_Records_

-.-.-

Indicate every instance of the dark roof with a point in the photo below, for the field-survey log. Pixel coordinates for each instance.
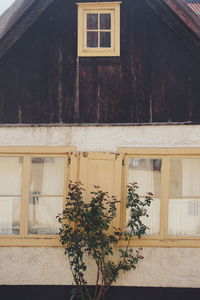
(17, 19)
(181, 19)
(23, 13)
(195, 6)
(192, 1)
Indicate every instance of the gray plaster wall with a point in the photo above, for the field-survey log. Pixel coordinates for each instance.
(165, 267)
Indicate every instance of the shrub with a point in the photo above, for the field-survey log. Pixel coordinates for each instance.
(86, 232)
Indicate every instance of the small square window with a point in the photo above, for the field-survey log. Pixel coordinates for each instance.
(99, 29)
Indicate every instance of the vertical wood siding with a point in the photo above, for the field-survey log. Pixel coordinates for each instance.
(155, 80)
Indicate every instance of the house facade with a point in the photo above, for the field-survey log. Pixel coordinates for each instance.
(107, 93)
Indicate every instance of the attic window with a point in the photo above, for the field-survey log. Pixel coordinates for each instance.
(99, 29)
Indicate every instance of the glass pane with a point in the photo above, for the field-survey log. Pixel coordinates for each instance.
(184, 202)
(11, 175)
(92, 21)
(47, 176)
(105, 21)
(105, 39)
(184, 177)
(153, 221)
(10, 215)
(147, 173)
(184, 217)
(42, 215)
(92, 39)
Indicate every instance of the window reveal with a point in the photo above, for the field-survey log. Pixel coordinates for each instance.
(99, 29)
(32, 192)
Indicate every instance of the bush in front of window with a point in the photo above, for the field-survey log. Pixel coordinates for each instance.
(86, 232)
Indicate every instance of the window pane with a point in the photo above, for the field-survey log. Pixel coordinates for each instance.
(147, 173)
(42, 215)
(105, 39)
(11, 175)
(47, 176)
(92, 39)
(184, 202)
(10, 215)
(105, 21)
(92, 21)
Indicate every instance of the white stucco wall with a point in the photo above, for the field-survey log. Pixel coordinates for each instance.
(166, 267)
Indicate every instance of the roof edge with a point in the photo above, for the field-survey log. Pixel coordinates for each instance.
(180, 8)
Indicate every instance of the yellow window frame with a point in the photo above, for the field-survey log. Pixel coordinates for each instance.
(112, 8)
(70, 173)
(163, 240)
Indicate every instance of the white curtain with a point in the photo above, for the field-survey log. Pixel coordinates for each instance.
(148, 179)
(184, 211)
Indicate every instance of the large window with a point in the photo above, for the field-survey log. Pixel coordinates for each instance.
(32, 192)
(99, 29)
(173, 176)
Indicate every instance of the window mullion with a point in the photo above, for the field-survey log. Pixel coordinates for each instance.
(98, 30)
(164, 197)
(25, 195)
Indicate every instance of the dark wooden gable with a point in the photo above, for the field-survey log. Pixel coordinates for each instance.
(155, 80)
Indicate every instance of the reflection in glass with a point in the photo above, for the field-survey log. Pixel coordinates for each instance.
(184, 202)
(147, 173)
(42, 215)
(105, 39)
(92, 21)
(92, 39)
(10, 215)
(47, 175)
(105, 21)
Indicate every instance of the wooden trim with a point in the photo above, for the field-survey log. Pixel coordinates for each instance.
(29, 242)
(36, 150)
(160, 151)
(163, 240)
(109, 7)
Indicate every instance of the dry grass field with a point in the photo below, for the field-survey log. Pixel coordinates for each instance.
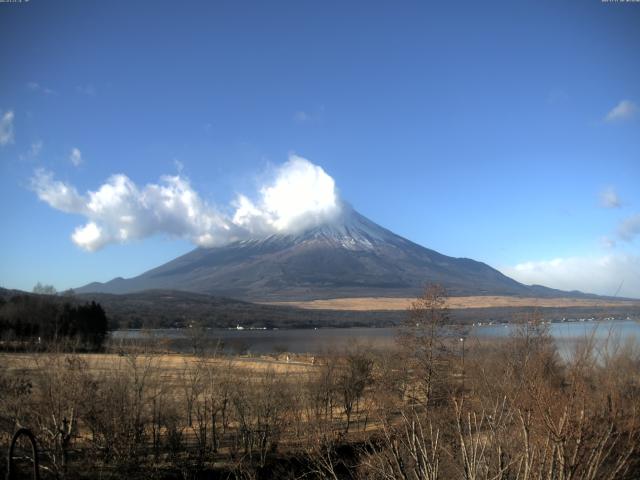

-.-.-

_What is expected_
Could you rewrite the data above with every "field-survey log" changed to "site inspection report" and nothing else altered? Omit the pictures from your version.

_Output below_
Indicate every instance of the dark roof with a point in the photo below, for the site inspection report. Pixel coordinates for each instance.
(17, 19)
(181, 19)
(23, 13)
(195, 6)
(192, 1)
Indicate every instance of the gray plaster wall with a point in the photo above, for the site inspection report. Pixel coordinates for each instance.
(165, 267)
Indicate every instance of the shrub with a point in the photo above, for the site inspection report. Pixel coordinates for each instance.
(86, 232)
Indicate every instance of the small square window with a point in the photo above, for the site inspection report. Pixel coordinates for each instance.
(99, 29)
Indicate every instance of the vertical wood siding with a point in the photo above, for the site inspection report. Pixel coordinates for each instance.
(155, 80)
Indicate every instance of the house facade with a point in the photo above, for the site inspection report. Pixel coordinates for each instance.
(107, 93)
Indicate every instance of the attic window with a point in the photo above, for the site inspection report. Pixel coordinates for each instance.
(99, 29)
Indicate every instance of the glass pane with a point in the photo above, for the site inspection report. Pixel coordinates for each instance.
(184, 202)
(11, 175)
(92, 21)
(47, 176)
(105, 21)
(105, 39)
(184, 177)
(153, 221)
(10, 215)
(147, 173)
(184, 217)
(42, 215)
(92, 39)
Indicate every instance of the window reveal with a point in the photo above, for the site inspection report. Pixel coordinates for each instance.
(99, 29)
(32, 192)
Indicate every instance of the bush in front of window with a point in the photo above, for the site inspection report. Pixel coordinates for each instance.
(86, 232)
Indicate every instance of the window pane with a point in the photo above, for the site inspection report. Pixel coordinates for each instance.
(147, 173)
(42, 215)
(105, 39)
(11, 175)
(47, 176)
(92, 39)
(184, 202)
(10, 215)
(105, 21)
(92, 21)
Indicate every instance of the white stucco wall with a point in the photo above, for the site inspection report. Pixel coordinates for each instance.
(166, 267)
Indicate every instance of the roof edge with a point in the photo above, for the site inspection report. Pixel coordinates for each instance.
(180, 8)
Indicate every instance of the yellow window frame with a point in the photo above, for the site inspection report. Pixel coordinates for each instance.
(112, 8)
(70, 173)
(163, 240)
Indicate every instance of the white curtain with a point in the photo above, for the site inspection report. Pixel coordinates for each instance.
(148, 179)
(184, 211)
Indicate every instance of the large window with a point in the photo above, for the site inspection report. Pixel coordinates for each instance.
(32, 192)
(99, 29)
(173, 176)
Indicate every instance of the window mullion with a point in the photo above, for the site inspection report. Pixel coordinates for each instance.
(98, 30)
(164, 197)
(25, 195)
Indicate every instance of the dark wooden gable with a point in the photo above, for the site inspection report. Pixel coordinates for each instance.
(155, 80)
Indicate every instance of the reflection in glass with a point in the photo above, for the site inspection report. Pixel coordinates for each instance.
(184, 202)
(147, 173)
(42, 215)
(105, 39)
(92, 21)
(92, 39)
(10, 215)
(47, 175)
(105, 21)
Indicate every instance of the wooden trim with a point in the photo above, for the site inspection report. Pixel coordinates for each instance.
(29, 242)
(36, 150)
(160, 151)
(163, 240)
(109, 7)
Indicate every instance of the dry grass field with a point in the photo below, for the site inspection report. Pixel coordinates for each instance.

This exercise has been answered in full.